>> Start Dataset records

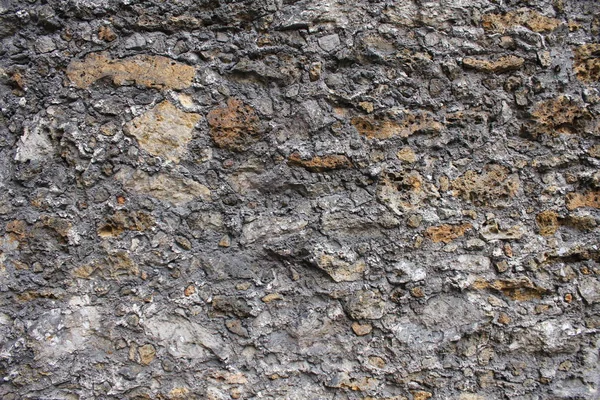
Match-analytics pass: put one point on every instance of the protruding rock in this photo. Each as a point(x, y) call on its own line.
point(503, 64)
point(490, 187)
point(587, 62)
point(447, 233)
point(341, 270)
point(366, 304)
point(164, 131)
point(588, 199)
point(531, 19)
point(561, 115)
point(172, 188)
point(412, 123)
point(150, 71)
point(234, 126)
point(321, 164)
point(547, 222)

>> End Dataset records

- _Goal_
Copy out all of the material above without the pictures, keeping every line of wording as it stands. Multiply each x and y coordinate in the point answers by 1.85 and round to the nearest whole number, with halves rounding up.

- _Answer for the task_
Match-analytics pass: put one point on every instance of the protruding rock in this photo. Each as a point(x, y) call on its own line.
point(931, 118)
point(907, 346)
point(1086, 115)
point(827, 431)
point(631, 500)
point(677, 562)
point(303, 242)
point(1088, 368)
point(982, 35)
point(1038, 213)
point(318, 348)
point(762, 228)
point(278, 131)
point(433, 233)
point(594, 303)
point(1012, 411)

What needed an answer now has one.